Free-text object descriptions:
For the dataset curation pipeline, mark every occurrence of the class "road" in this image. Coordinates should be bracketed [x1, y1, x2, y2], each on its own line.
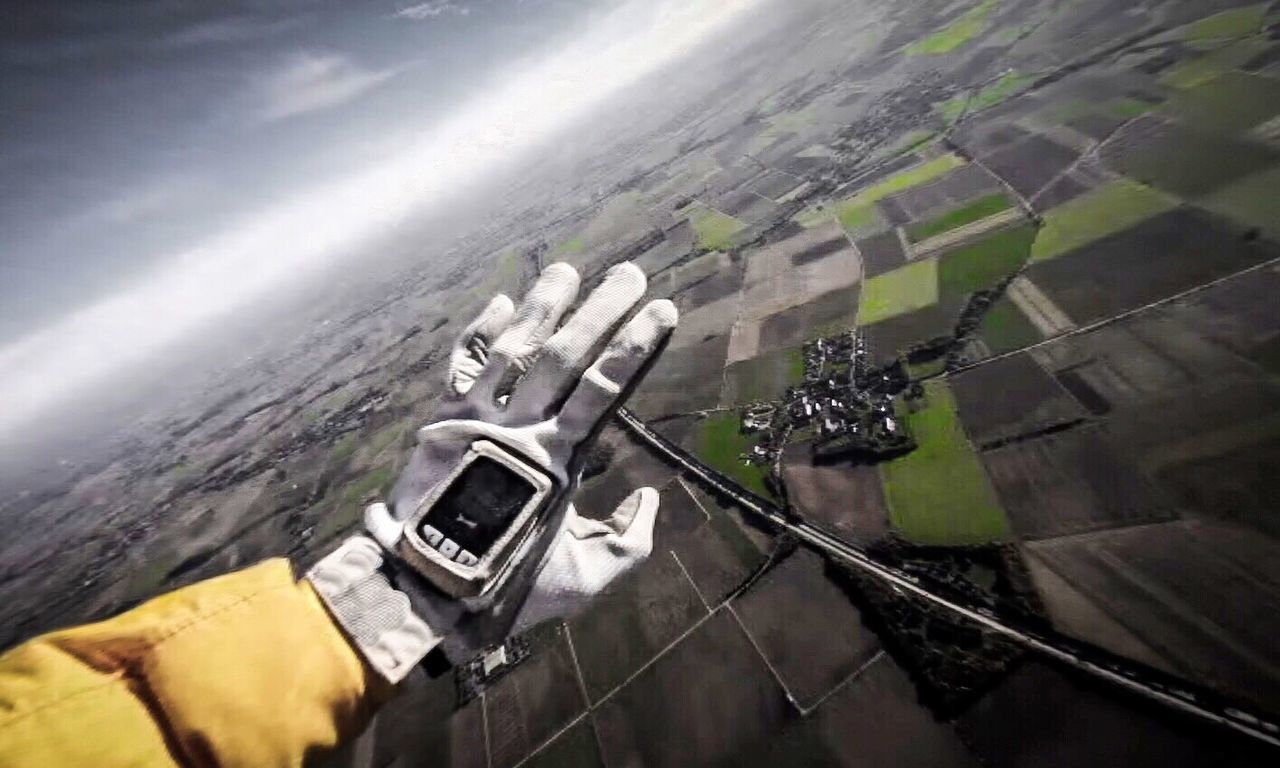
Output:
[614, 406, 1280, 748]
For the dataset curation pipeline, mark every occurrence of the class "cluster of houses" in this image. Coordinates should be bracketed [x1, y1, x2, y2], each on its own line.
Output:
[741, 330, 916, 469]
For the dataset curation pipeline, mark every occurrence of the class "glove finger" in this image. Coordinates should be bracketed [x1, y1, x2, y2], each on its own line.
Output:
[468, 263, 579, 404]
[448, 294, 514, 395]
[506, 262, 647, 420]
[557, 298, 678, 444]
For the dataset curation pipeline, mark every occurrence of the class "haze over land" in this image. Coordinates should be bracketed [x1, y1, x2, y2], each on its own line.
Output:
[3, 0, 1280, 765]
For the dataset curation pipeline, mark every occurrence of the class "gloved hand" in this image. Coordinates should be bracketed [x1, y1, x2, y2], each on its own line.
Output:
[307, 262, 676, 682]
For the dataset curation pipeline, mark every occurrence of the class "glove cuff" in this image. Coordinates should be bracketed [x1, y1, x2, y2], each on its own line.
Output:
[306, 536, 444, 684]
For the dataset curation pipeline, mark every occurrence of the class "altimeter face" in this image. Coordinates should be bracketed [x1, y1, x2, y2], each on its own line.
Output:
[416, 455, 537, 565]
[402, 440, 555, 599]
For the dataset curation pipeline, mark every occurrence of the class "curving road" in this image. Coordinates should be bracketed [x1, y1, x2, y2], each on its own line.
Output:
[615, 406, 1280, 749]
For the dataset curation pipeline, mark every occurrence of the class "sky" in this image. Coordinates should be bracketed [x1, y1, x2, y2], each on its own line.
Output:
[0, 0, 764, 438]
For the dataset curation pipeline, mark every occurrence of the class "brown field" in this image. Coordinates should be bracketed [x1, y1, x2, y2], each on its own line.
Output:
[1027, 520, 1280, 711]
[1027, 207, 1280, 325]
[739, 221, 862, 321]
[569, 551, 710, 701]
[979, 134, 1080, 198]
[1022, 550, 1172, 672]
[1019, 275, 1280, 535]
[738, 654, 979, 768]
[629, 333, 730, 419]
[755, 285, 862, 355]
[591, 611, 794, 768]
[951, 353, 1086, 446]
[958, 661, 1275, 768]
[979, 423, 1177, 539]
[856, 230, 907, 278]
[732, 548, 881, 707]
[863, 297, 965, 366]
[781, 443, 890, 545]
[485, 624, 590, 768]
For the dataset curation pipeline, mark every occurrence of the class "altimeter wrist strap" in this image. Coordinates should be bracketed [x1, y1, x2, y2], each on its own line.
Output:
[306, 536, 443, 684]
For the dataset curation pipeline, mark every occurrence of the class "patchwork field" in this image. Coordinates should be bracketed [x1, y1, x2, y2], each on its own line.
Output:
[721, 346, 805, 407]
[1030, 179, 1177, 263]
[881, 380, 1009, 545]
[905, 192, 1010, 243]
[950, 353, 1085, 446]
[1027, 520, 1280, 710]
[1102, 118, 1280, 199]
[937, 223, 1036, 297]
[863, 298, 965, 366]
[754, 285, 862, 357]
[737, 221, 862, 324]
[834, 154, 967, 236]
[689, 411, 776, 500]
[781, 444, 891, 545]
[857, 258, 939, 325]
[686, 204, 746, 252]
[975, 295, 1042, 354]
[1026, 207, 1280, 325]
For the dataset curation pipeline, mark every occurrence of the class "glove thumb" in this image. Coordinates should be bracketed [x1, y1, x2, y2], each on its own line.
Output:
[513, 487, 660, 634]
[566, 487, 658, 553]
[364, 501, 404, 550]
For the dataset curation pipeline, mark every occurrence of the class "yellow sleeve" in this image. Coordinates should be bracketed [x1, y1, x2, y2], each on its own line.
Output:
[0, 558, 392, 767]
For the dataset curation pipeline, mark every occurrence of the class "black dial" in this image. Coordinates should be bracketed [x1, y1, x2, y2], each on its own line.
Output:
[418, 456, 537, 556]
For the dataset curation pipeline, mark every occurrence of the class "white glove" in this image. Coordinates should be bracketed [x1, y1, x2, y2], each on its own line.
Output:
[307, 262, 677, 682]
[511, 487, 658, 635]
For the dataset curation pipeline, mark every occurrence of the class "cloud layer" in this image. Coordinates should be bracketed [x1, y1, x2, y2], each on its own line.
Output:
[256, 51, 397, 122]
[395, 2, 472, 20]
[0, 0, 763, 436]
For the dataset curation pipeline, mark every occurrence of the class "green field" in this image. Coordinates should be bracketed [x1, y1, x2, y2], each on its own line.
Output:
[749, 107, 821, 154]
[977, 296, 1042, 353]
[1102, 96, 1158, 119]
[330, 432, 360, 462]
[1030, 179, 1176, 262]
[795, 204, 837, 229]
[1199, 166, 1280, 240]
[552, 236, 586, 256]
[1160, 39, 1271, 89]
[835, 202, 884, 236]
[838, 154, 966, 211]
[722, 347, 806, 404]
[1164, 71, 1280, 133]
[939, 224, 1037, 296]
[691, 411, 776, 501]
[885, 129, 938, 156]
[834, 154, 966, 236]
[689, 205, 746, 251]
[1181, 4, 1267, 41]
[937, 71, 1036, 122]
[906, 192, 1011, 243]
[857, 258, 940, 325]
[906, 0, 998, 55]
[880, 380, 1009, 544]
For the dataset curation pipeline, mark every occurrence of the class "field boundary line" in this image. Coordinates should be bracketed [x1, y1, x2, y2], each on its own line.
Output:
[950, 254, 1280, 376]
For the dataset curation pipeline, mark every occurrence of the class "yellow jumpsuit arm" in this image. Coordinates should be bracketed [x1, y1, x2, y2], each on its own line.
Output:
[0, 558, 391, 767]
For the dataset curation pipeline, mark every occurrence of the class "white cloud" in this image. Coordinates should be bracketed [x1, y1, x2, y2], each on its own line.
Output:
[0, 0, 764, 437]
[79, 174, 205, 226]
[256, 52, 396, 122]
[395, 2, 471, 20]
[158, 16, 304, 50]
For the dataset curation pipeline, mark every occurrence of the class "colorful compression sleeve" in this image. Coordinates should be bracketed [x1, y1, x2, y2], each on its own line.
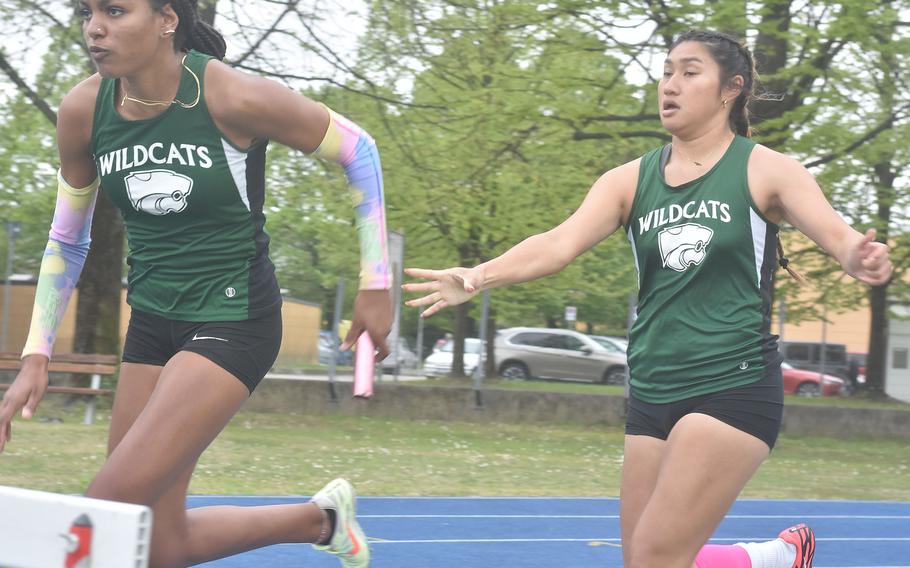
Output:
[313, 105, 391, 290]
[21, 171, 99, 359]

(TASK INSTRUCTIONS)
You are asked to output the records precisely as they appear, minus any pictures.

(YOUR RESPONSE)
For the dataset curation pipeline, mark every occurrence of the class "road" in this image. Coordinates should be bracketed [x1, y1, x2, y2], each on its own line.
Output:
[614, 406, 1280, 748]
For the dataset curation pipeline, mark every occurrence of the class "cluster of houses" in this image. Coordinates should be bracketed [x1, y1, x2, y2], each on its own line.
Output:
[741, 330, 916, 469]
For the dataset curation pipeline, mark every occurrence of the class "glove finger" in this image. Coordinates should be bracketed [x1, y1, x2, y2], each on its own line.
Output:
[468, 263, 579, 404]
[448, 294, 514, 395]
[506, 262, 647, 420]
[557, 298, 678, 444]
For the dataset curation pipeline, mark every occurrence of the class "haze over land" in this image. Coordinates should be bracketed [x1, y1, x2, y2], each on its own line.
Output:
[3, 0, 1280, 765]
For the dataset curation pipeline, mark every occurrence of the class "gloved hand" in this image. Coordinates should be bracketed [x1, y1, x2, y2], each on its own line.
Output:
[307, 262, 676, 682]
For the dataset curation pipeline, mark every occurrence of the class "glove cuff" in this image. Coordinates should be bracketed [x1, y1, x2, y2], each on its own line.
Output:
[306, 536, 444, 684]
For the dataset curation pipeline, mark every occurrence of the class "altimeter face" in this image. Coordinates should be bracketed [x1, y1, x2, y2], each on its own line.
Output:
[416, 455, 537, 565]
[402, 440, 555, 599]
For the dataset curation pipeline, mark every occurrence of the class "curving road" in this image. Coordinates should be bracketed [x1, y1, x2, y2], each on its own line.
Output:
[615, 406, 1280, 749]
For the dataset curation pipeline, mark every occurrence of the class "sky" in this image. Coordinates should be bracketed [x1, y1, x2, y2], each on its own line.
Output:
[0, 0, 764, 438]
For the dataset curation pipeline, mark every occurrence of the class "brown field" in this image. Coordinates should be bracketed [x1, y1, x2, y2], each on its own line.
Output:
[1027, 520, 1280, 711]
[1027, 207, 1280, 325]
[739, 221, 862, 321]
[569, 551, 710, 701]
[979, 134, 1080, 198]
[1022, 550, 1172, 672]
[1019, 275, 1280, 535]
[738, 654, 979, 768]
[629, 333, 730, 419]
[755, 285, 862, 355]
[591, 611, 794, 768]
[951, 353, 1086, 446]
[958, 661, 1275, 768]
[979, 423, 1177, 539]
[856, 230, 907, 278]
[732, 548, 881, 707]
[863, 297, 965, 366]
[781, 443, 890, 545]
[485, 624, 590, 768]
For the dataset curation pipeline, mark every occurrence of the class "altimeter wrist strap" in this image. Coordinates should be bracketed [x1, y1, x2, y2], each on its own line.
Output:
[306, 536, 443, 684]
For the dataset curation pipeline, mark every occurrence of the class "patchwork field" in this image. Coordinates should be bracketed [x1, y1, x2, y2], each on its own line.
Output:
[721, 346, 805, 407]
[1030, 179, 1177, 263]
[881, 380, 1009, 545]
[905, 192, 1010, 243]
[950, 353, 1085, 446]
[1027, 520, 1280, 710]
[1102, 118, 1280, 199]
[937, 223, 1036, 297]
[863, 298, 965, 366]
[754, 285, 862, 357]
[737, 221, 862, 324]
[834, 154, 967, 236]
[689, 411, 776, 500]
[781, 444, 891, 545]
[857, 258, 939, 325]
[686, 204, 746, 252]
[975, 295, 1042, 354]
[1026, 207, 1280, 325]
For the dataset curation pipeline, mark every occurrence of the class "glove thumb" in this image. Coordinates should be bracketed [x1, y1, x2, y2], each on its own line.
Output:
[513, 487, 660, 634]
[566, 487, 658, 553]
[364, 501, 404, 550]
For the dataset curation pipeline, mark every occurrence of the class "yellow sleeve" in this image. Coordinates should be bracketed [x1, y1, x2, y2], each on its own line.
Output:
[0, 558, 392, 767]
For the dataset curation pipeline, mark every occurrence of the class "black dial" in this image. Coordinates should be bracketed [x1, y1, x2, y2], each on its own line.
Output:
[418, 456, 537, 556]
For the dataset curation pipeline, mark every occurrence of the class "white glove" in this image. Coordinates should be bracketed [x1, y1, x2, y2], each on its own line.
Output:
[307, 262, 677, 682]
[511, 487, 658, 635]
For the dataset curation pipeline, mark every occurrence of the class "cloud layer" in this image. Coordinates should be bracketed [x1, y1, x2, y2], each on its own line.
Output:
[256, 51, 397, 122]
[395, 2, 472, 20]
[0, 0, 763, 436]
For the dataset curation pipeline, mark every occurrence of the class "green field" in this image. Coordinates should be bracketed [x1, y1, x2, y2], each on its own line.
Output:
[749, 107, 821, 154]
[977, 296, 1042, 353]
[1102, 96, 1158, 119]
[330, 432, 360, 462]
[1030, 179, 1176, 262]
[795, 204, 837, 229]
[1199, 166, 1280, 240]
[552, 236, 586, 256]
[1160, 39, 1271, 89]
[835, 202, 884, 236]
[838, 154, 966, 211]
[722, 347, 806, 404]
[1164, 71, 1280, 133]
[939, 224, 1037, 296]
[691, 411, 776, 501]
[885, 129, 938, 156]
[834, 154, 966, 236]
[689, 205, 746, 251]
[1181, 4, 1267, 41]
[937, 71, 1036, 122]
[906, 192, 1011, 243]
[857, 258, 940, 325]
[906, 0, 998, 55]
[880, 380, 1009, 544]
For the dataset curation pipeline, mark every occurrence of the class "field boundary line" in this image. Coordinates should be bracketed [x1, y1, x2, y2], each on its own line.
Output:
[950, 254, 1280, 376]
For the dataset curation pipeline, mark every occurrence of the class "yellow jumpsuit arm" in this image. Coordinates should be bracketed [x1, y1, x2, y2], each on its own line.
Output:
[0, 558, 391, 767]
For the dataset curation pipeline, mark every occurrence of the class "white cloud" in this image. Coordinates should be bracketed [x1, y1, x2, y2], each on its own line.
Output:
[0, 0, 764, 437]
[79, 174, 205, 226]
[256, 52, 396, 122]
[395, 2, 471, 20]
[158, 16, 304, 50]
For the dataset curation pipeline, mark every occurrence of the class "colorful compression sleeve" in this image. Coordinates should be bracketed [x1, y1, x2, y2], each on its own line.
Output:
[313, 105, 391, 290]
[21, 171, 99, 359]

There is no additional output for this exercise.